◆ What the task asks
Each line from the one that contains "The automated pipeline tagged navy jersey" to the last line of the records below must be restated word for word.

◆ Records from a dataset

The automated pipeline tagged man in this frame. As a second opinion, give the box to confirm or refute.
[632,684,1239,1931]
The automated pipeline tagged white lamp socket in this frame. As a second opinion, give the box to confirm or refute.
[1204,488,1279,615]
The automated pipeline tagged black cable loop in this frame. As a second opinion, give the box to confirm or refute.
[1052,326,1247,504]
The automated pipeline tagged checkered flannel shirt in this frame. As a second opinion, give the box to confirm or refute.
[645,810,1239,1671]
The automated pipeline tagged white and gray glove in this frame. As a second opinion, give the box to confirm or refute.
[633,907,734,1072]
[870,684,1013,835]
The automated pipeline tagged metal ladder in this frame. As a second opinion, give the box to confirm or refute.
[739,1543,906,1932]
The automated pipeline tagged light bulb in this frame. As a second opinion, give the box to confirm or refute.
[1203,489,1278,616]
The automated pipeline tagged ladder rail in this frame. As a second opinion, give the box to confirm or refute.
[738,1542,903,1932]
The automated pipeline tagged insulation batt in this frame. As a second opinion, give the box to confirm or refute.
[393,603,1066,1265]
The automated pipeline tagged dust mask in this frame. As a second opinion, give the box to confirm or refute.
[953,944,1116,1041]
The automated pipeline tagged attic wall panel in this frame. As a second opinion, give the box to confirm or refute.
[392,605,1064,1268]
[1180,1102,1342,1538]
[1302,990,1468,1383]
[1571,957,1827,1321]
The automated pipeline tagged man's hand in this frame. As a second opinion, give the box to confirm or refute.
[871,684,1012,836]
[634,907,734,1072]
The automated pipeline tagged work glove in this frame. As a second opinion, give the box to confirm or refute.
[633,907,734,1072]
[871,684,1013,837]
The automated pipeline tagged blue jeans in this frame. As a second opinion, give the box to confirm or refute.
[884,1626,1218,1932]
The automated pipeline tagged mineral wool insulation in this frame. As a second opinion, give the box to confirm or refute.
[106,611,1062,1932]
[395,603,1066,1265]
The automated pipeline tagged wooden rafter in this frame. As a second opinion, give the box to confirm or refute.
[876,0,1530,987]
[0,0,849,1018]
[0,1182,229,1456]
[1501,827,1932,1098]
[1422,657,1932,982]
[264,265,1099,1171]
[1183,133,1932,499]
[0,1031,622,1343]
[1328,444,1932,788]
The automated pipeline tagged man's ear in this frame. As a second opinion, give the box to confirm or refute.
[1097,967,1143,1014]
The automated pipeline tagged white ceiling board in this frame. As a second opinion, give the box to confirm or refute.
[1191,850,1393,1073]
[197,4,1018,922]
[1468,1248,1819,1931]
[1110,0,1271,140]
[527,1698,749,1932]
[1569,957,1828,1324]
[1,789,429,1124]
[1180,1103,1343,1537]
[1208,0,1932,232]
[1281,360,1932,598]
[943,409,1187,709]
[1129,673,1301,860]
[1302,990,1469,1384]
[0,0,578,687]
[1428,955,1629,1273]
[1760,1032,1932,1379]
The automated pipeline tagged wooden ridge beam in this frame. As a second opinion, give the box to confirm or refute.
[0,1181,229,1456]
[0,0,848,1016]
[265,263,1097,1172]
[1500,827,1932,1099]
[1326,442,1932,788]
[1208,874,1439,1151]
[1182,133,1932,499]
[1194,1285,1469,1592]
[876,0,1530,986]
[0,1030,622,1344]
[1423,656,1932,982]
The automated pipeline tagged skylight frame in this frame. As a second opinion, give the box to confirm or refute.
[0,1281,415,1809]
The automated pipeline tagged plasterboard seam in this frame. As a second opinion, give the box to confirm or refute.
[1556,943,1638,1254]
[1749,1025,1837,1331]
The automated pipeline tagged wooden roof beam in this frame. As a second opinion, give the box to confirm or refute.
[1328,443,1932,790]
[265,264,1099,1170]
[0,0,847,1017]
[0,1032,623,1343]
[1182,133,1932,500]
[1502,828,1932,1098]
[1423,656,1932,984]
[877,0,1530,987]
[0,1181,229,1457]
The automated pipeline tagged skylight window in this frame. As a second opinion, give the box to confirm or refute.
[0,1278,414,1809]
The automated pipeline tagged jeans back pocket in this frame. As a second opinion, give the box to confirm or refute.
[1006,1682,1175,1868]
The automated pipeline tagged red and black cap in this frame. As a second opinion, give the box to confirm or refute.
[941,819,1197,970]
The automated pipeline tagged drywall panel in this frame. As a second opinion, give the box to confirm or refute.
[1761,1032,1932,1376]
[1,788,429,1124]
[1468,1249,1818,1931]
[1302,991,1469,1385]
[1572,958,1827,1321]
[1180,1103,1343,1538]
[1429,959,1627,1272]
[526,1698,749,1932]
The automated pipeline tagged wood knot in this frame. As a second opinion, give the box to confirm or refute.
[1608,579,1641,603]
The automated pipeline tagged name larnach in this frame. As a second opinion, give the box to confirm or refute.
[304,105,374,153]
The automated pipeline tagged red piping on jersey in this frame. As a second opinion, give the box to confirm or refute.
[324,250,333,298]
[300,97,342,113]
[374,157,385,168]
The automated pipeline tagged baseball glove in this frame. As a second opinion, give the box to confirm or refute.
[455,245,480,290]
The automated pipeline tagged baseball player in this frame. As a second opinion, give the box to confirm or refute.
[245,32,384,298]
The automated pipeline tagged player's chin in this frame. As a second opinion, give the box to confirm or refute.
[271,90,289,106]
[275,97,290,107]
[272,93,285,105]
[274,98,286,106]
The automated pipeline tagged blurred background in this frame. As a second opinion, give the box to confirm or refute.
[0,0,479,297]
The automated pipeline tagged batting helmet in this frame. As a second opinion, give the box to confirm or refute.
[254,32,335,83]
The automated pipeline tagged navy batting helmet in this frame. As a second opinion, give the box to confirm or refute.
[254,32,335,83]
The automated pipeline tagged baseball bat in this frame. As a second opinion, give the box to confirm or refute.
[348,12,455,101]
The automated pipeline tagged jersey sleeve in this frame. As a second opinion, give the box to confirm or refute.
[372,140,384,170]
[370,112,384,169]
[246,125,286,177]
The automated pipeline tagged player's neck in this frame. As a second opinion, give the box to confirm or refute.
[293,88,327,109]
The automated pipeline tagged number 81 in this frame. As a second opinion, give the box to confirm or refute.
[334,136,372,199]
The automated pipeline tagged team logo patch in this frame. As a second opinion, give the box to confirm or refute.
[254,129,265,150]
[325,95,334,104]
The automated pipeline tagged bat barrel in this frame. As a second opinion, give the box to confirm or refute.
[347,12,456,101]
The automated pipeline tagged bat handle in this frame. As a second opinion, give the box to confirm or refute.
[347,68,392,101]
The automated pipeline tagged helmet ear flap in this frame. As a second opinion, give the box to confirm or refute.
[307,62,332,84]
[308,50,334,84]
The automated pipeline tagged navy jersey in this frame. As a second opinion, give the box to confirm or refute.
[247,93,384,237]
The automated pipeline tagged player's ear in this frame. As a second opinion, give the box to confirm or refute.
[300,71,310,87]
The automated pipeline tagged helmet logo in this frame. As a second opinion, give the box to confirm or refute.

◆ Task response
The automated pipeline tagged navy jersey in this frame. As a second opinion, give the box to confirm or refute.
[247,93,384,237]
The automated pipeline tagged player's ear in this frame. As a second opinion, give the box to confirm or refute.
[300,71,310,87]
The automated pipeline tagged helmet logo in this frame. As a second opinion, give the box to confirm or refute.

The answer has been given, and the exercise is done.